==== Page ====

Tuesday, June 06, 2006

The Sopranos: 'Kaisha' (6x12)

The first half of this season was arguably the best the show's ever been. The intensity of the first six episodes was unmatched, from the shocking first episode ender to the innovative Kevin Finnerty stuff, up through Tony's rebirth with a new worldview and Vito's exile to New Hampshire. There was a sense of the show moving forward, interrogating its own world and building something new. However, in the second half of the season, things began to drift, first the Artie episode, which at the time was a disappointment, but is actually one of the strongest episodes in the season's second half.

Starting with The Ride, things drifted into a gloomy haze, where stuff happened, but there was no sense of forward momentum. There's certainly good moments in every episode of the season, but it was hard to shake the sense that nothing was moving anywhere. The show was so tight and focused last season, each episode an emotional journey, it was odd to see the drifting, sloppy storytelling we got with the past couple of episodes. I was wondering if this was all about lulling us into a calm before the season finale, it definitely wasn't.

==== Rows ====

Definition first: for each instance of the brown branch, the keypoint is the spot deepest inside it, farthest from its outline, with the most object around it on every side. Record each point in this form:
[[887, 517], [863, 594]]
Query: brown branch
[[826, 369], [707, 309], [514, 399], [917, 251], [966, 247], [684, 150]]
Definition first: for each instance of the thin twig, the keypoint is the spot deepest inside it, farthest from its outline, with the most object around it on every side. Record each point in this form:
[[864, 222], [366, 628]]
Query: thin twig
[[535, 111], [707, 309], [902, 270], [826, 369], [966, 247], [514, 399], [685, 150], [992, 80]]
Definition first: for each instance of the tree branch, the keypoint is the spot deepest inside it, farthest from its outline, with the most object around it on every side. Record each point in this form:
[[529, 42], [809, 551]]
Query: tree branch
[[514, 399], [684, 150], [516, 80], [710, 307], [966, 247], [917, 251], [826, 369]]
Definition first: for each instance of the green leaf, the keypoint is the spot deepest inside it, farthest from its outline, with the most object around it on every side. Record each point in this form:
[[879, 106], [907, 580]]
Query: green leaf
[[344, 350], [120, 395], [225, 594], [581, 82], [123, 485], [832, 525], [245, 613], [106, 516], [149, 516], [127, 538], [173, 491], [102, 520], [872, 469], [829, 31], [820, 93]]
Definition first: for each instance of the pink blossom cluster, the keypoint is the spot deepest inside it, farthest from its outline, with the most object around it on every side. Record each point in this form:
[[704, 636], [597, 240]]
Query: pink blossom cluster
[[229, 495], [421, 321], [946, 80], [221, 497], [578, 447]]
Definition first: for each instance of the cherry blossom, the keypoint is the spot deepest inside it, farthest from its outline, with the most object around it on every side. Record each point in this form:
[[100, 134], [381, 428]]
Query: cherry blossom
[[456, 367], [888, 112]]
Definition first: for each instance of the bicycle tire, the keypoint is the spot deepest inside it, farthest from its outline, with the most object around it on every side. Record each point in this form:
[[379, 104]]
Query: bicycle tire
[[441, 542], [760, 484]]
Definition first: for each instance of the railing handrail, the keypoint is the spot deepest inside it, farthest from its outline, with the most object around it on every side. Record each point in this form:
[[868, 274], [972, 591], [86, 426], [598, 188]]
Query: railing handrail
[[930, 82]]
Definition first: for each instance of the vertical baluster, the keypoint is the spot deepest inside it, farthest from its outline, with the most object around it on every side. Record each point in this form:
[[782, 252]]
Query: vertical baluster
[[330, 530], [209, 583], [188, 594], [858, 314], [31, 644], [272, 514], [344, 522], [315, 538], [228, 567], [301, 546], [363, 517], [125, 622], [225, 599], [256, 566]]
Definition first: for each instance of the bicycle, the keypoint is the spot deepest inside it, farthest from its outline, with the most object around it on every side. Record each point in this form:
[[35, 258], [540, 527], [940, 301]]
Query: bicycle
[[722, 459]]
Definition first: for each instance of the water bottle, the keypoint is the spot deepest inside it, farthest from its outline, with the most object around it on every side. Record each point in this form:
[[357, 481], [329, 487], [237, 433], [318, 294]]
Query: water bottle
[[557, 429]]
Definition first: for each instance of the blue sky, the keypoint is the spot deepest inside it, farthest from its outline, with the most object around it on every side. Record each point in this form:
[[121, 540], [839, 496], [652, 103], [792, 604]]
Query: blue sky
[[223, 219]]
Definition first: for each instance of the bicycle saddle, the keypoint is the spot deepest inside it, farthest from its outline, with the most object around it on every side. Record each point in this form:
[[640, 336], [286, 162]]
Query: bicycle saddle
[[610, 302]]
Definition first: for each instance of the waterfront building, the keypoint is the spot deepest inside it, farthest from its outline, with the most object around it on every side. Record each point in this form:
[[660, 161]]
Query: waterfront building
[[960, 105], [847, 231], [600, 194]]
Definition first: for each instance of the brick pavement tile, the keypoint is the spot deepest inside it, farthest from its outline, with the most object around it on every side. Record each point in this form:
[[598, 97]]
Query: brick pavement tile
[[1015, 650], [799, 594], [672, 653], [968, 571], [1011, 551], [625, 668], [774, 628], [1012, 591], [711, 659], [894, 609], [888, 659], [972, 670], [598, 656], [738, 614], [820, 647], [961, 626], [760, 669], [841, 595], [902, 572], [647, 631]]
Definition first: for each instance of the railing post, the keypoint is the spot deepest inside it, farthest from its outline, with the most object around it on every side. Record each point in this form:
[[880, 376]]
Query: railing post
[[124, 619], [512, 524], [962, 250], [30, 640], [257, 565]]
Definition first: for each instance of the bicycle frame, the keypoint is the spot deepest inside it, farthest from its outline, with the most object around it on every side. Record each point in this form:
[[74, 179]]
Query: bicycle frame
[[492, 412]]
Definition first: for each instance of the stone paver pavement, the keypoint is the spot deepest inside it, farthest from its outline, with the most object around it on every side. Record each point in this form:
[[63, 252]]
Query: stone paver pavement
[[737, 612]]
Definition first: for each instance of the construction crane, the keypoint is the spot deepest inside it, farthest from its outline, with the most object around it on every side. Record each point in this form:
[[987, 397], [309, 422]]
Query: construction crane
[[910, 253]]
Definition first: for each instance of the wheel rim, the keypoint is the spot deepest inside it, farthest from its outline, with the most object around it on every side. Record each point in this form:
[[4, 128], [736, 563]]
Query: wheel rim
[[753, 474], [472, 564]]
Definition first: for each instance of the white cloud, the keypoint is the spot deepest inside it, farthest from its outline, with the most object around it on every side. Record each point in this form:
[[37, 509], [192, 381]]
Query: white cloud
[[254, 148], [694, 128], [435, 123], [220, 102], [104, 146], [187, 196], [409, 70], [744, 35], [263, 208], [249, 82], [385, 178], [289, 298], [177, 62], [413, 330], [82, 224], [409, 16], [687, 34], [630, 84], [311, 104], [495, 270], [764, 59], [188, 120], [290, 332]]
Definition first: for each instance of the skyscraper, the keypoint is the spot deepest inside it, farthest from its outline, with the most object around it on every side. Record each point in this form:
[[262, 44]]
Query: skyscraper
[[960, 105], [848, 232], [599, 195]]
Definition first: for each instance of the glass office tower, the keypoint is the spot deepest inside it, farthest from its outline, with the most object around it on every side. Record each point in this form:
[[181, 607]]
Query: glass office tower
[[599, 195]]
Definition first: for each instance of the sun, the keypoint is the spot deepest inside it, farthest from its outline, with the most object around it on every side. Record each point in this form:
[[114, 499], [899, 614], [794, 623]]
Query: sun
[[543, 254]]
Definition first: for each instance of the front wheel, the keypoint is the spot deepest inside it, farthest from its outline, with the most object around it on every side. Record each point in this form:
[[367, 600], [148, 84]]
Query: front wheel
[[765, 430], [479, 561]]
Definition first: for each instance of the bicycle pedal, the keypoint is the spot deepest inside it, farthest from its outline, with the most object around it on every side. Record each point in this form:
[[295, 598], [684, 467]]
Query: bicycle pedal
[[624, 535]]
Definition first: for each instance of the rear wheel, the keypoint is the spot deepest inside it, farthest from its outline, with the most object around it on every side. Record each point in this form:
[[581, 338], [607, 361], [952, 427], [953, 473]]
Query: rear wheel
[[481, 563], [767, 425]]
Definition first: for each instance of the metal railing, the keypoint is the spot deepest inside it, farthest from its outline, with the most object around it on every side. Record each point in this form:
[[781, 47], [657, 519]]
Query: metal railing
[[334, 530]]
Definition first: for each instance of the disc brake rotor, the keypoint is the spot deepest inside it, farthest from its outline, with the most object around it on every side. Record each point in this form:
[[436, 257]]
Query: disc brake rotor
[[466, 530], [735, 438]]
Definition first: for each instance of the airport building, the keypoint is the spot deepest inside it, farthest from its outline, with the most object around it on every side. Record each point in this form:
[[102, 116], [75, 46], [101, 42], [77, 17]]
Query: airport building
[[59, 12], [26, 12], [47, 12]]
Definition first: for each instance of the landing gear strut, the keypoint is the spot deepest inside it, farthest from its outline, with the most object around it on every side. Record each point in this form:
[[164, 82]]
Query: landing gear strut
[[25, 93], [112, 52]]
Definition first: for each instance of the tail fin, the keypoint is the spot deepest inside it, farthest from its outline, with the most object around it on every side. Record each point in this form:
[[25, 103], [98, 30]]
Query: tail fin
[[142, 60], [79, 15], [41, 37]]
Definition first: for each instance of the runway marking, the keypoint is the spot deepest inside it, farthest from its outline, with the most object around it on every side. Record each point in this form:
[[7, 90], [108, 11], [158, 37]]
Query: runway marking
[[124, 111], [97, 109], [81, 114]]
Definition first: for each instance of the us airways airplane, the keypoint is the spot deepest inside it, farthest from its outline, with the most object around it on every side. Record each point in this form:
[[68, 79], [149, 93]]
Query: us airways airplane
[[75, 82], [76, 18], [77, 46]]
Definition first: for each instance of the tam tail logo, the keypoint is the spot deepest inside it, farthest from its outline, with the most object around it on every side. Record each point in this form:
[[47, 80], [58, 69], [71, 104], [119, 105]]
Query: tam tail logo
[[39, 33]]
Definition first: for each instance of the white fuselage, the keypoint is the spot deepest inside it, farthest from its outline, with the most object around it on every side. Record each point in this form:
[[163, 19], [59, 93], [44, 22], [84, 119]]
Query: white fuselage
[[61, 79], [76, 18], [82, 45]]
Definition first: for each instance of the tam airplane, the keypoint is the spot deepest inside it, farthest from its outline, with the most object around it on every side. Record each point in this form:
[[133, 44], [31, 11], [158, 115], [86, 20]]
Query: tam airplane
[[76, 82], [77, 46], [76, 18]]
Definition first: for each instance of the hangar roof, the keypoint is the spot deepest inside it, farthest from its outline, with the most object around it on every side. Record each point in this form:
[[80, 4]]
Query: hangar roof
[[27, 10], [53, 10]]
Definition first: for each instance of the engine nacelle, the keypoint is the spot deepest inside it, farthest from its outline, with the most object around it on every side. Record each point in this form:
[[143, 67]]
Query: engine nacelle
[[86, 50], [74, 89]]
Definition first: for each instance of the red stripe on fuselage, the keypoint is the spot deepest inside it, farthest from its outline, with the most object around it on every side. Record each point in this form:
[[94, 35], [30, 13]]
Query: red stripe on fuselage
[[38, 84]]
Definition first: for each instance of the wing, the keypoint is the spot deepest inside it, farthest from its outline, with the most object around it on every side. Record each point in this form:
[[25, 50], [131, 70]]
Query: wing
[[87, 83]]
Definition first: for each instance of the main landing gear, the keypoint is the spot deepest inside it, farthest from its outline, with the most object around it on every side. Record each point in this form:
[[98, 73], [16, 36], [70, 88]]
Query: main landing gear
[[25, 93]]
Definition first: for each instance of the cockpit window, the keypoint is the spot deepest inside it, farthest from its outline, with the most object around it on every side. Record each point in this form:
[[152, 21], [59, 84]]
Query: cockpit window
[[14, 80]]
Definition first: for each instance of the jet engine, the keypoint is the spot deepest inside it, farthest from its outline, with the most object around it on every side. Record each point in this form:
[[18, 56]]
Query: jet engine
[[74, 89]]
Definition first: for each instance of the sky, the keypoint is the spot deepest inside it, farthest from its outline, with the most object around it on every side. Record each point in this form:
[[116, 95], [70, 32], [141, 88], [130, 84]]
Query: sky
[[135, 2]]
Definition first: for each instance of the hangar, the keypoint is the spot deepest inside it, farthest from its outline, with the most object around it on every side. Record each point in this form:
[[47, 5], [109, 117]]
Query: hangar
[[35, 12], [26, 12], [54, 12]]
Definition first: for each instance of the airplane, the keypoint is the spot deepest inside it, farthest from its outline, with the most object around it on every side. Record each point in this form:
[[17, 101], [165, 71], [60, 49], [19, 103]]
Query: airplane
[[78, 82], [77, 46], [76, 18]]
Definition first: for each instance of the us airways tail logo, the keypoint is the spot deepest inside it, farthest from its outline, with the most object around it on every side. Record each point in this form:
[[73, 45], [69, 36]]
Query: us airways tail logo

====

What to do =>
1 > List the developments from the first six episodes that the Sopranos review names when describing their intensity.
2 > Write out everything in the Sopranos review from "The Sopranos: 'Kaisha'" down to "season's second half.", switching "New Hampshire" to "Vermont".
3 > In the Sopranos review, which episode starts the drift into a gloomy haze?

In response =>
1 >
- The shocking first episode ender
- The innovative Kevin Finnerty stuff
- Tony's rebirth with a new worldview
- Vito's exile to New Hampshire

2 >
The Sopranos: 'Kaisha' (6x12)

The first half of this season was arguably the best the show's ever been. The intensity of the first six episodes was unmatched, from the shocking first episode ender to the innovative Kevin Finnerty stuff, up through Tony's rebirth with a new worldview and Vito's exile to Vermont. There was a sense of the show moving forward, interrogating its own world and building something new. However, in the second half of the season, things began to drift, first the Artie episode, which at the time was a disappointment, but is actually one of the strongest episodes in the season's second half.

3 > The Ride.